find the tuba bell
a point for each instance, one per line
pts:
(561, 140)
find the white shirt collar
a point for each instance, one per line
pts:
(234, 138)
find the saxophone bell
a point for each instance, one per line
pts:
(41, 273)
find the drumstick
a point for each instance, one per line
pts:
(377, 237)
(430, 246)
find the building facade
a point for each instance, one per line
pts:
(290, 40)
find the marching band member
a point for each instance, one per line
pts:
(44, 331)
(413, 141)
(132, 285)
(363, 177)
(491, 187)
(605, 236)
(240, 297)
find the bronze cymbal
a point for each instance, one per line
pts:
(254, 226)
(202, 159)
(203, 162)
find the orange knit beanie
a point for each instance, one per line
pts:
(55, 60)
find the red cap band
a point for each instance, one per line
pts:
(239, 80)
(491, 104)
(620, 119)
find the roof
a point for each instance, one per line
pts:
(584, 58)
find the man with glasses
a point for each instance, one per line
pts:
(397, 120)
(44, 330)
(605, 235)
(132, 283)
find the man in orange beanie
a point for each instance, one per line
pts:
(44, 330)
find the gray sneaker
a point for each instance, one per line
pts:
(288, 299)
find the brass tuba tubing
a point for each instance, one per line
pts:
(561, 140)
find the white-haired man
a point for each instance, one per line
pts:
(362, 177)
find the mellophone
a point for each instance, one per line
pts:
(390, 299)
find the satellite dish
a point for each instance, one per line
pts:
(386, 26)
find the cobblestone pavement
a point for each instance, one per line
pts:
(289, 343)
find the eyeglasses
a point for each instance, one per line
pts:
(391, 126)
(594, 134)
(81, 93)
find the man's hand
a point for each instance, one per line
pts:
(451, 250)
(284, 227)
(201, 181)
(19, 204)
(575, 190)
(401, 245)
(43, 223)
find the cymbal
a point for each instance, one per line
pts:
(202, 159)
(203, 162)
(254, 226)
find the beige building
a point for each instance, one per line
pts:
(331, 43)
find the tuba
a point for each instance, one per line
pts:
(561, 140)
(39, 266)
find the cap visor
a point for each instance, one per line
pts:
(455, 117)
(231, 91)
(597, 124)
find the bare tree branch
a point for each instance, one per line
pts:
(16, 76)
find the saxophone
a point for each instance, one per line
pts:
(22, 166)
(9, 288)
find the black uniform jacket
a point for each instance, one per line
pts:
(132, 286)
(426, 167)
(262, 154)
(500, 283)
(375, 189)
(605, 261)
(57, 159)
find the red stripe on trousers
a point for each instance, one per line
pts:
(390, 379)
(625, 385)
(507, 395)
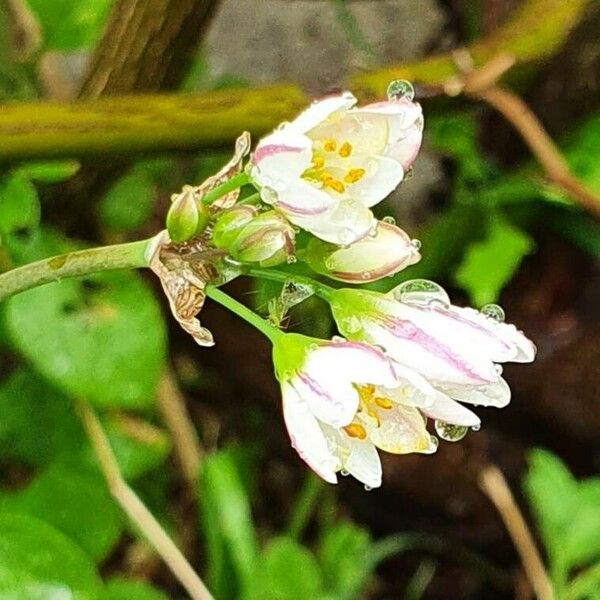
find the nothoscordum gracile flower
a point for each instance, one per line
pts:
(342, 400)
(388, 251)
(325, 169)
(456, 349)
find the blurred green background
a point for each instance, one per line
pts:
(252, 519)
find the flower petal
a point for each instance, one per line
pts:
(398, 430)
(363, 463)
(447, 410)
(493, 394)
(387, 252)
(321, 111)
(306, 436)
(345, 223)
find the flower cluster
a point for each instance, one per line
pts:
(407, 357)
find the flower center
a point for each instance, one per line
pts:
(330, 169)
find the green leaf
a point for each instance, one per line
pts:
(567, 513)
(37, 562)
(70, 25)
(227, 522)
(342, 555)
(76, 502)
(490, 264)
(119, 588)
(128, 203)
(19, 207)
(288, 571)
(101, 337)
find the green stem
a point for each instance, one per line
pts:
(244, 312)
(73, 264)
(322, 290)
(235, 182)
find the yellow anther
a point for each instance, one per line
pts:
(385, 403)
(318, 162)
(345, 150)
(356, 430)
(354, 175)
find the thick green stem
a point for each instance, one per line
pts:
(73, 264)
(244, 312)
(227, 186)
(322, 290)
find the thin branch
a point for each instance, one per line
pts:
(171, 404)
(136, 510)
(518, 114)
(493, 484)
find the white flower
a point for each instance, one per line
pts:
(455, 348)
(343, 400)
(331, 164)
(388, 251)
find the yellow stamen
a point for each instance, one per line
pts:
(345, 150)
(354, 175)
(385, 403)
(356, 430)
(318, 162)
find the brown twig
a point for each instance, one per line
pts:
(493, 484)
(136, 510)
(481, 84)
(171, 404)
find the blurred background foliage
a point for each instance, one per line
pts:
(254, 521)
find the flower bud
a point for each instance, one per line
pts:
(390, 250)
(185, 218)
(268, 239)
(230, 222)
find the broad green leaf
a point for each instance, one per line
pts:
(488, 265)
(70, 25)
(101, 337)
(343, 558)
(227, 522)
(128, 203)
(37, 562)
(288, 571)
(119, 588)
(74, 501)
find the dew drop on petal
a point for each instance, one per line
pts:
(268, 195)
(449, 432)
(421, 292)
(493, 311)
(400, 89)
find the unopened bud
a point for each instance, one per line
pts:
(184, 220)
(390, 250)
(229, 223)
(268, 239)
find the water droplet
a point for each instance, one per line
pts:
(493, 311)
(421, 292)
(449, 432)
(268, 195)
(400, 89)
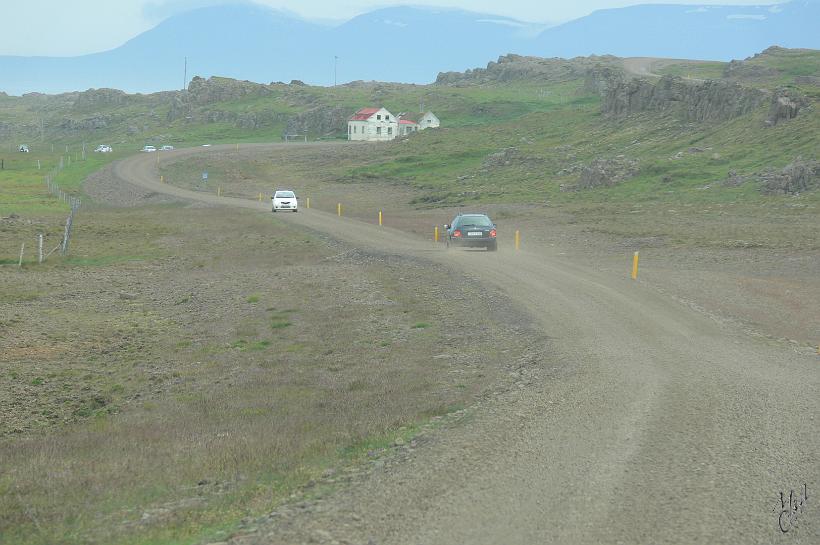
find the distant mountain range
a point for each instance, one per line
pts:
(411, 45)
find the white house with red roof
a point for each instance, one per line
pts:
(372, 125)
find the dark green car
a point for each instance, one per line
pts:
(472, 231)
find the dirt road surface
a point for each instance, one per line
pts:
(652, 423)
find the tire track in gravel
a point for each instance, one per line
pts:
(650, 424)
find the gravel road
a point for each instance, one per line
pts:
(652, 423)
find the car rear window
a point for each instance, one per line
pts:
(475, 221)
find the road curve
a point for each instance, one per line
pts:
(657, 424)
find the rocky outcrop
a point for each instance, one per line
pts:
(607, 172)
(786, 104)
(692, 102)
(797, 177)
(324, 121)
(208, 91)
(96, 122)
(520, 68)
(740, 70)
(100, 98)
(180, 106)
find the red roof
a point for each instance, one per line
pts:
(364, 114)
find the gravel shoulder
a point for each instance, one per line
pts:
(651, 423)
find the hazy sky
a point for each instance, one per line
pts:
(75, 27)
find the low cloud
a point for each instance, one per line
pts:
(158, 11)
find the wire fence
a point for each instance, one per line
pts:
(74, 202)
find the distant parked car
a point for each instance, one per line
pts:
(284, 200)
(472, 230)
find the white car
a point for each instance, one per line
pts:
(284, 199)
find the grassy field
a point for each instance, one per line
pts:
(185, 368)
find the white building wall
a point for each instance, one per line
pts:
(381, 126)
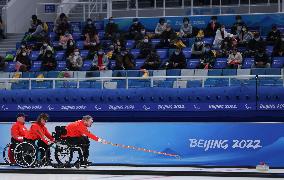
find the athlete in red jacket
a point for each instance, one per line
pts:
(78, 134)
(39, 132)
(18, 132)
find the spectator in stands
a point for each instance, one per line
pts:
(198, 46)
(244, 37)
(71, 45)
(111, 30)
(208, 58)
(2, 29)
(124, 61)
(75, 61)
(177, 60)
(64, 40)
(221, 34)
(44, 48)
(61, 25)
(152, 61)
(235, 59)
(23, 62)
(261, 59)
(186, 29)
(134, 29)
(212, 27)
(100, 61)
(168, 38)
(2, 63)
(145, 47)
(255, 44)
(238, 25)
(273, 36)
(34, 24)
(48, 61)
(160, 28)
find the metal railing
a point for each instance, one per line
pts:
(151, 79)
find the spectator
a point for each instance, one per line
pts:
(238, 25)
(160, 28)
(75, 61)
(152, 61)
(168, 38)
(134, 29)
(34, 24)
(261, 59)
(48, 61)
(177, 60)
(44, 48)
(100, 61)
(244, 37)
(2, 29)
(235, 59)
(111, 30)
(145, 47)
(186, 28)
(255, 44)
(273, 36)
(61, 25)
(70, 47)
(64, 40)
(198, 46)
(221, 34)
(208, 58)
(124, 61)
(2, 63)
(212, 27)
(23, 62)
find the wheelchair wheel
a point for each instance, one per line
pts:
(25, 155)
(6, 154)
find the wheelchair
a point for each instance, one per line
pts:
(58, 155)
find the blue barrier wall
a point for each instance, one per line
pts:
(256, 20)
(215, 144)
(149, 104)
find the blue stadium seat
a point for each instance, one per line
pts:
(84, 53)
(193, 63)
(229, 72)
(34, 55)
(187, 52)
(258, 71)
(135, 52)
(273, 71)
(61, 66)
(277, 62)
(139, 63)
(215, 72)
(80, 45)
(220, 63)
(247, 63)
(10, 67)
(59, 55)
(99, 25)
(36, 66)
(76, 36)
(130, 44)
(163, 53)
(87, 65)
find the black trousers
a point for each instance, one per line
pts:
(83, 142)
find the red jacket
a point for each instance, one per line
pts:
(78, 129)
(18, 131)
(39, 132)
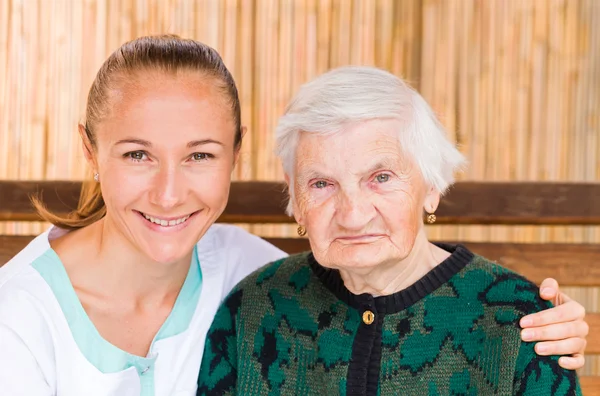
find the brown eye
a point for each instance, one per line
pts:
(137, 155)
(382, 178)
(199, 156)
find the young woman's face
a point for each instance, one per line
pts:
(165, 156)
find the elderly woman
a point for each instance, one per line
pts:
(374, 307)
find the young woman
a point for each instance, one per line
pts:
(117, 298)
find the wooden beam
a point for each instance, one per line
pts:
(534, 203)
(590, 385)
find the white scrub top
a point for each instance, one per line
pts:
(49, 346)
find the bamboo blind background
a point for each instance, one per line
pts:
(516, 82)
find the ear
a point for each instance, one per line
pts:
(88, 150)
(432, 200)
(239, 149)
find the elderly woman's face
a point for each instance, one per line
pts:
(359, 197)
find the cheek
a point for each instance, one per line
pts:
(402, 216)
(212, 187)
(121, 186)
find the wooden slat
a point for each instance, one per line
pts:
(590, 385)
(593, 338)
(536, 203)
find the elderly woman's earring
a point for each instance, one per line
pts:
(301, 231)
(431, 218)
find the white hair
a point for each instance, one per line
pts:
(352, 94)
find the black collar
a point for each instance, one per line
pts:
(460, 256)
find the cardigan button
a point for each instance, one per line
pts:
(368, 317)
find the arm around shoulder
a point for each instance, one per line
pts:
(541, 375)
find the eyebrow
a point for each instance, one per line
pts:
(141, 142)
(385, 163)
(192, 144)
(196, 143)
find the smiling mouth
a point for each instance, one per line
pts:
(166, 222)
(360, 238)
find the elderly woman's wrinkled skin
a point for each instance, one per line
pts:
(362, 202)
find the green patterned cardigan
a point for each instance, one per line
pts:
(293, 328)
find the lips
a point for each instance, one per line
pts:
(166, 222)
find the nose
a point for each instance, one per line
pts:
(168, 188)
(355, 210)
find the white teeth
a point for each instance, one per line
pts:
(166, 223)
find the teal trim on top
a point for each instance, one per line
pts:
(106, 357)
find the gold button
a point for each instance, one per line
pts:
(368, 317)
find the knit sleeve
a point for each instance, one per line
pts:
(542, 375)
(218, 372)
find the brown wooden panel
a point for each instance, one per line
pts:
(593, 338)
(15, 203)
(590, 385)
(264, 202)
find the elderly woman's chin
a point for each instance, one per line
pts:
(343, 255)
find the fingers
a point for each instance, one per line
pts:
(572, 362)
(555, 332)
(570, 346)
(567, 312)
(549, 290)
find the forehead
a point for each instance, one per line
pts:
(155, 102)
(365, 141)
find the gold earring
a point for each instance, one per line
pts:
(431, 218)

Exercise instructions:
From the line with "find the white hair" to the last line of the material, give every line again exactly, and only those lines.

The output:
find the white hair
a point for each instance, one per line
pts:
(352, 94)
find the black collar
a point for each instance, one per line
pts:
(460, 256)
find the cardigan button
a point for each instance, one per line
pts:
(368, 317)
find the arm around shoulder
a point for each instance, one per line
pts:
(541, 375)
find the eyebrow
a point for each instance, one per line
pts:
(141, 142)
(385, 163)
(192, 144)
(196, 143)
find the smiling mouth
a point for each instance, one per line
pts:
(166, 222)
(360, 238)
find the elderly woman's wrinkled skin
a point for each instance, one per line
pts:
(362, 202)
find the green patterned cardigan
a point for each instance, one per line
pts:
(293, 328)
find the lips
a point for each instance, one per line
pts:
(166, 222)
find the nose
a point for each instance, one per line
pts:
(168, 188)
(355, 210)
find the white teeth
a point for each instance, one per line
pts:
(166, 223)
find the teal trim on top
a point for each instance, one per line
pts:
(106, 357)
find the gold button
a point for each instance, one per line
pts:
(368, 317)
find the knit sleeve
a point for each instance, one per line
pts:
(542, 375)
(218, 372)
find the brown wooden panel
a point for each instance, one per line
pts:
(593, 338)
(15, 203)
(590, 385)
(264, 202)
find the elderly woman's chin
a point for each instance, one per line
pts:
(343, 255)
find the fingers
a point for each instance, one per line
pts:
(572, 362)
(555, 332)
(570, 346)
(567, 312)
(549, 290)
find the forehead
a point for each instance, one per line
pts:
(155, 102)
(365, 141)
find the gold earring
a point for each instance, one per line
pts:
(431, 218)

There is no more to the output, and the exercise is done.